___ DATA EXTRACTS
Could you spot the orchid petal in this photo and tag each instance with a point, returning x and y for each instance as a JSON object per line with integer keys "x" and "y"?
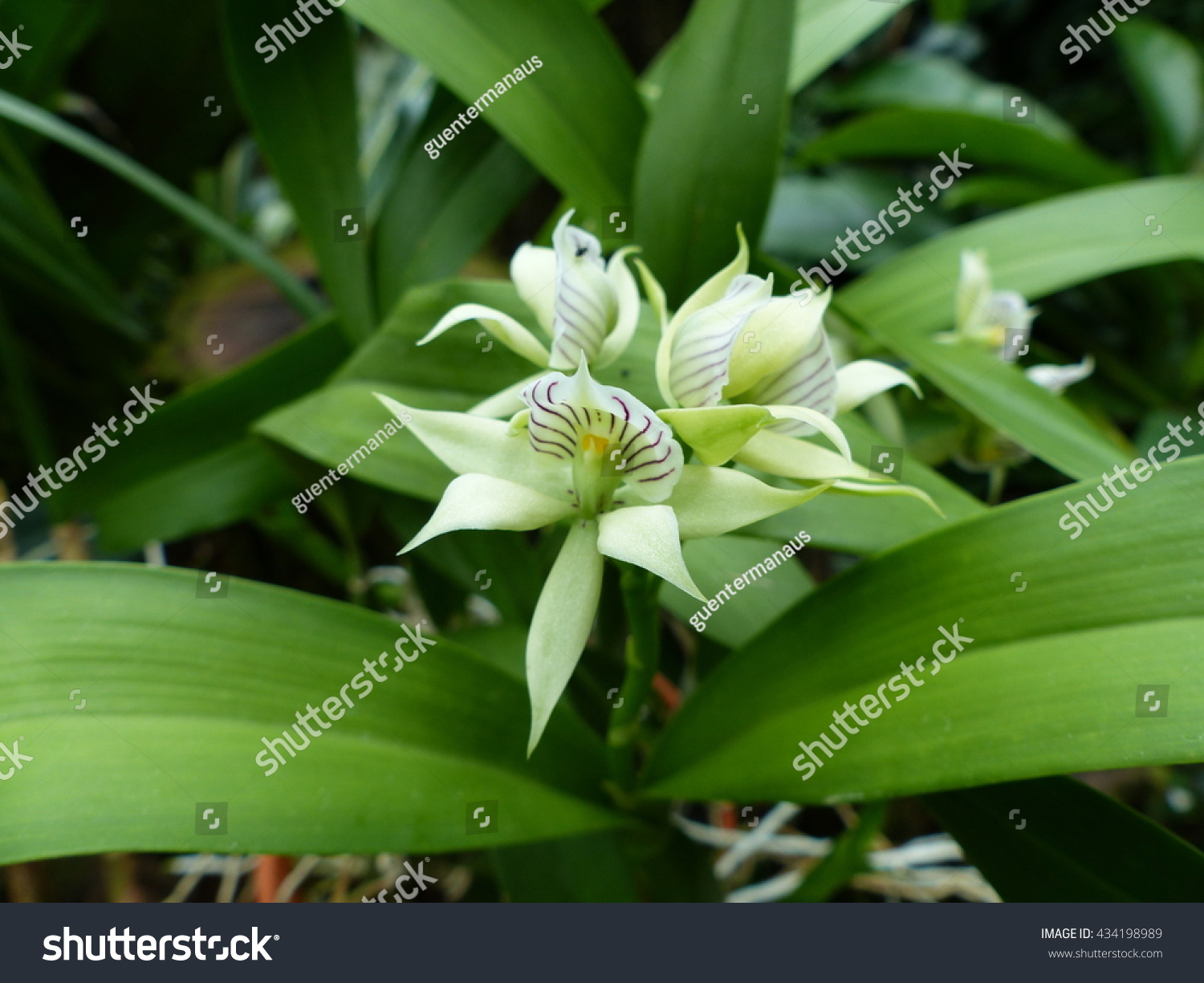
{"x": 715, "y": 501}
{"x": 585, "y": 306}
{"x": 823, "y": 424}
{"x": 502, "y": 327}
{"x": 775, "y": 336}
{"x": 561, "y": 624}
{"x": 808, "y": 383}
{"x": 702, "y": 346}
{"x": 479, "y": 502}
{"x": 628, "y": 296}
{"x": 534, "y": 274}
{"x": 648, "y": 537}
{"x": 479, "y": 445}
{"x": 864, "y": 380}
{"x": 799, "y": 460}
{"x": 888, "y": 489}
{"x": 717, "y": 433}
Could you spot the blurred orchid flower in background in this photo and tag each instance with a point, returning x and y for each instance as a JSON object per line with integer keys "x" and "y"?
{"x": 596, "y": 457}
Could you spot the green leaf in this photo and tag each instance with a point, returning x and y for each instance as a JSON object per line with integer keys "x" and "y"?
{"x": 204, "y": 494}
{"x": 1055, "y": 840}
{"x": 825, "y": 30}
{"x": 243, "y": 247}
{"x": 577, "y": 118}
{"x": 1037, "y": 250}
{"x": 1165, "y": 70}
{"x": 182, "y": 689}
{"x": 936, "y": 82}
{"x": 710, "y": 153}
{"x": 1050, "y": 684}
{"x": 589, "y": 869}
{"x": 216, "y": 414}
{"x": 925, "y": 134}
{"x": 301, "y": 105}
{"x": 441, "y": 211}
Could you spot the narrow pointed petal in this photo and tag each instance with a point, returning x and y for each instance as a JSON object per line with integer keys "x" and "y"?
{"x": 506, "y": 404}
{"x": 479, "y": 502}
{"x": 714, "y": 289}
{"x": 664, "y": 347}
{"x": 775, "y": 337}
{"x": 648, "y": 537}
{"x": 715, "y": 501}
{"x": 799, "y": 460}
{"x": 628, "y": 298}
{"x": 813, "y": 418}
{"x": 809, "y": 382}
{"x": 534, "y": 274}
{"x": 1057, "y": 378}
{"x": 702, "y": 346}
{"x": 856, "y": 488}
{"x": 561, "y": 624}
{"x": 717, "y": 433}
{"x": 502, "y": 327}
{"x": 864, "y": 380}
{"x": 479, "y": 445}
{"x": 585, "y": 306}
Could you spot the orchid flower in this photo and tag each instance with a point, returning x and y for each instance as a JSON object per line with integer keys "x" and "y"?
{"x": 587, "y": 307}
{"x": 595, "y": 457}
{"x": 746, "y": 373}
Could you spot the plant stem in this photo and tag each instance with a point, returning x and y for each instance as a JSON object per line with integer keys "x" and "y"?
{"x": 642, "y": 656}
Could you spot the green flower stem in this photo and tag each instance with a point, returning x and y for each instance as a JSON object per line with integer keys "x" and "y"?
{"x": 641, "y": 591}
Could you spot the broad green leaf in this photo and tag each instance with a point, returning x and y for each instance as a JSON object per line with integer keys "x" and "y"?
{"x": 710, "y": 152}
{"x": 847, "y": 859}
{"x": 589, "y": 869}
{"x": 715, "y": 563}
{"x": 182, "y": 689}
{"x": 982, "y": 141}
{"x": 1037, "y": 250}
{"x": 301, "y": 104}
{"x": 825, "y": 30}
{"x": 1168, "y": 75}
{"x": 1067, "y": 634}
{"x": 936, "y": 82}
{"x": 442, "y": 209}
{"x": 1055, "y": 840}
{"x": 243, "y": 247}
{"x": 216, "y": 414}
{"x": 577, "y": 118}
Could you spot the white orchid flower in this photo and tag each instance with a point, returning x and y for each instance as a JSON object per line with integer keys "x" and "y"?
{"x": 1057, "y": 380}
{"x": 995, "y": 318}
{"x": 597, "y": 457}
{"x": 744, "y": 373}
{"x": 587, "y": 307}
{"x": 986, "y": 317}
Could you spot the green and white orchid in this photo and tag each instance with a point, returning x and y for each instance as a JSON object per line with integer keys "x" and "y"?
{"x": 587, "y": 307}
{"x": 597, "y": 459}
{"x": 746, "y": 375}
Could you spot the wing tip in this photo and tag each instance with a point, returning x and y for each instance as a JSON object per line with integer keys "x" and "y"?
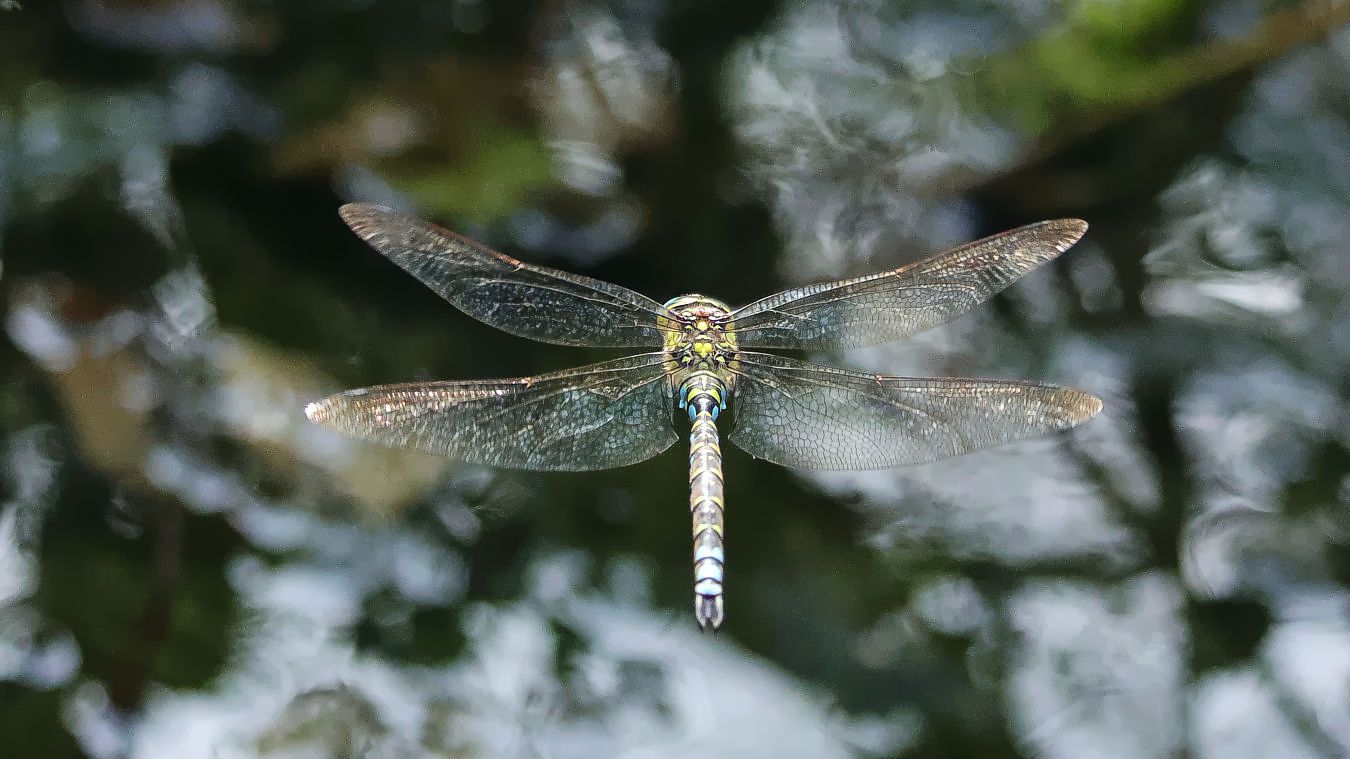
{"x": 361, "y": 215}
{"x": 1084, "y": 407}
{"x": 319, "y": 412}
{"x": 1068, "y": 230}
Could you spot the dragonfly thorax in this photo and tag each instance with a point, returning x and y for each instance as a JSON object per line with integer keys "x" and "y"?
______
Return all the records exactly. Skip the pictures.

**SOLUTION BELOW**
Could you spot the orchid petal in this photo and tag each instance with a point, returning x and y for each instance as a JSON object per line with integer keys "x" and "y"?
{"x": 715, "y": 501}
{"x": 585, "y": 306}
{"x": 823, "y": 424}
{"x": 502, "y": 327}
{"x": 775, "y": 336}
{"x": 561, "y": 624}
{"x": 808, "y": 383}
{"x": 702, "y": 346}
{"x": 479, "y": 502}
{"x": 628, "y": 296}
{"x": 534, "y": 274}
{"x": 648, "y": 537}
{"x": 479, "y": 445}
{"x": 864, "y": 380}
{"x": 799, "y": 460}
{"x": 888, "y": 489}
{"x": 717, "y": 433}
Could you spot the blurred orchid flower in background in this photo and tag each instance with a point, returning x and y for each instance as a JSON object per line with integer keys "x" and "y"?
{"x": 596, "y": 457}
Could you spot the green leaf in this photo and tag each instance with a point, returning x and y for each instance as a JSON object per line with integer keys "x" and "y"?
{"x": 204, "y": 494}
{"x": 1055, "y": 840}
{"x": 825, "y": 30}
{"x": 243, "y": 247}
{"x": 577, "y": 118}
{"x": 1037, "y": 250}
{"x": 1165, "y": 70}
{"x": 182, "y": 689}
{"x": 936, "y": 82}
{"x": 710, "y": 153}
{"x": 1050, "y": 684}
{"x": 589, "y": 869}
{"x": 216, "y": 414}
{"x": 925, "y": 134}
{"x": 301, "y": 105}
{"x": 441, "y": 211}
Could you spot the narrow pointed petal in this photo and tag each instance with a point, returning x and y for each instance as a JSON object per line with integer keys "x" and "y"?
{"x": 506, "y": 404}
{"x": 479, "y": 502}
{"x": 714, "y": 289}
{"x": 664, "y": 347}
{"x": 775, "y": 337}
{"x": 648, "y": 537}
{"x": 715, "y": 501}
{"x": 799, "y": 460}
{"x": 628, "y": 298}
{"x": 813, "y": 418}
{"x": 809, "y": 382}
{"x": 534, "y": 274}
{"x": 1057, "y": 378}
{"x": 702, "y": 346}
{"x": 856, "y": 488}
{"x": 561, "y": 624}
{"x": 717, "y": 433}
{"x": 502, "y": 327}
{"x": 864, "y": 380}
{"x": 479, "y": 445}
{"x": 585, "y": 306}
Could you spot the orchid flower in this photo and tag each instance with a point, returning x and y for each instance as a JSON object per line with integer keys "x" and "y"?
{"x": 587, "y": 307}
{"x": 595, "y": 457}
{"x": 746, "y": 373}
Could you spot the plant stem in this photo and tag each instance with a point, returning x and y for each instance as a JSON object per line with integer keys "x" and "y"?
{"x": 642, "y": 656}
Could you spot the green flower stem in this photo and tag each instance with a point, returning x and y for each instance as a JSON object per line with integer keys "x" and "y"?
{"x": 641, "y": 591}
Could you spot the broad green leaf in this photo and tag each instance with a point, returning x and y for each instance as a JSON object per line with integer keys "x" and "y"?
{"x": 710, "y": 152}
{"x": 847, "y": 859}
{"x": 589, "y": 869}
{"x": 715, "y": 563}
{"x": 182, "y": 689}
{"x": 982, "y": 141}
{"x": 1037, "y": 250}
{"x": 301, "y": 104}
{"x": 825, "y": 30}
{"x": 1168, "y": 75}
{"x": 1067, "y": 634}
{"x": 936, "y": 82}
{"x": 442, "y": 209}
{"x": 1055, "y": 840}
{"x": 243, "y": 247}
{"x": 216, "y": 414}
{"x": 577, "y": 118}
Could you spot the white orchid flower in this photo and tag each instance with a point, returning x and y for each instance as a JSON object per line with integer keys "x" and "y"?
{"x": 1057, "y": 380}
{"x": 995, "y": 318}
{"x": 597, "y": 457}
{"x": 744, "y": 373}
{"x": 587, "y": 307}
{"x": 986, "y": 317}
Could you spot the green and white orchid in this photo and tag each instance with a point, returning x and y for each instance as a JSON object per line with integer keys "x" and "y"?
{"x": 587, "y": 307}
{"x": 597, "y": 459}
{"x": 746, "y": 375}
Could you spot the wing tip in this photo and tag each instance with a point, returning x and y for each instance as a JSON object per line with integer keys "x" and "y"?
{"x": 361, "y": 215}
{"x": 1084, "y": 407}
{"x": 319, "y": 412}
{"x": 1068, "y": 230}
Could you spot the dragonfly thorax in this photo and tag each instance with a point, returning x and y for each instance as a JSON object per line with integer keys "x" and "y"?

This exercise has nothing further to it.